*TASK GOAL*. Please set down each line of the material exactly.

*INPUT FOR THIS TASK*.
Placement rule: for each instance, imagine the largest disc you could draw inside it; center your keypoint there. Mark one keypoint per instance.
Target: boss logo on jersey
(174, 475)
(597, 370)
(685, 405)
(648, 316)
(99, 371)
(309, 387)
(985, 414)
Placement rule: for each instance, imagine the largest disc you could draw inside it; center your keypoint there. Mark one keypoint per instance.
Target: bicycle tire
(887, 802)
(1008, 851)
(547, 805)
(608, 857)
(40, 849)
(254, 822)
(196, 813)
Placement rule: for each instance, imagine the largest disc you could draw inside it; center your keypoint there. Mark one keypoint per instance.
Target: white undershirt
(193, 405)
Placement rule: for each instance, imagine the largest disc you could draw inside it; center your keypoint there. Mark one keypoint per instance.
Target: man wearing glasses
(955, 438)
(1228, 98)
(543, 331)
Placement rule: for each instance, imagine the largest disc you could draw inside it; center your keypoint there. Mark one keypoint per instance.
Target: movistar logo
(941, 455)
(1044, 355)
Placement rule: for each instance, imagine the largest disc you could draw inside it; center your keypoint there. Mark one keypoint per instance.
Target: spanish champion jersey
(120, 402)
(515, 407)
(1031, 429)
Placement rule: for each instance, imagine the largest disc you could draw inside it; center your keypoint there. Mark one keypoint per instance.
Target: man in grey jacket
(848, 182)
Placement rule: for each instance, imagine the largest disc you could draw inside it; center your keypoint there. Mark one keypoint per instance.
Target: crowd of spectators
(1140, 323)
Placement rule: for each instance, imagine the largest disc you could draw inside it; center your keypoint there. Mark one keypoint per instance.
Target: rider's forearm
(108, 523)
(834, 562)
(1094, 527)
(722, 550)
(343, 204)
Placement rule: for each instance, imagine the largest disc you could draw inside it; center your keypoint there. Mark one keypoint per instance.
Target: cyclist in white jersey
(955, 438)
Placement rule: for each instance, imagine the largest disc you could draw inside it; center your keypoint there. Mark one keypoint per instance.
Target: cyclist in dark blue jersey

*TASK OUTPUT*.
Placement rule: for each instance, imagine the largest disc you could draw inside it; center your keypoint there. Mark one keypoint per instance.
Target: boss logo on jersey
(174, 475)
(597, 370)
(685, 405)
(648, 316)
(99, 371)
(309, 387)
(985, 414)
Placement rule: for each instance, imagine the largest disc you could draw inside it; center your keypoint there. Mark one keypoint per instance.
Target: bicycle tire
(887, 802)
(1008, 851)
(547, 805)
(608, 857)
(40, 849)
(254, 822)
(196, 813)
Placement rule: for each instance, imagine the largest disc you could draw inside it; center your keypoint there. Mark one keypoint per instance.
Target: white undershirt
(193, 405)
Placement rule: for each instance, imagine the largest disc you could draw inside it; center your keypoint there. Mark one keypoint per instance.
Target: man wearing glasses
(955, 438)
(1228, 98)
(543, 331)
Placement rule: for each instance, imagine the largest disc you could draw inside it; center your keypoint there. Mark one keypoint per instance.
Target: movistar logo
(941, 455)
(1044, 355)
Placement rule: for each instance, imagine the largest disc you could draw inside it; center your keypoint there. Mark one keypoint per instance.
Target: spanish champion jersey
(120, 402)
(515, 407)
(1031, 429)
Placement rule: for each instance, imagine the largest disc you could draw inside it; center your keypoint there. Mark one keypoint per instance.
Target: man in grey jacket
(848, 182)
Placement rule: for each instance, imagine the largest disc you could draw inside it; center your keypoint there. Mark one keypoint per instance.
Target: crowd of spectators
(1140, 323)
Placement rule: for each instance, imagine the largest disc you could draw inside it; center your keypoint there. Mark one keypoint per instance.
Target: rider's forearm
(108, 523)
(834, 562)
(1094, 527)
(722, 550)
(343, 204)
Placement rule: for each instance, imagine the largest disc you could draw inside it; center your keypoint there. Mark one keypoint per instance.
Target: cyclist in white jersey
(955, 438)
Placement rule: for each instance, imagine the largest disc you could draw inside it; center your keypoint there. Mark one keypoint per instance.
Target: cyclist in dark blue jersey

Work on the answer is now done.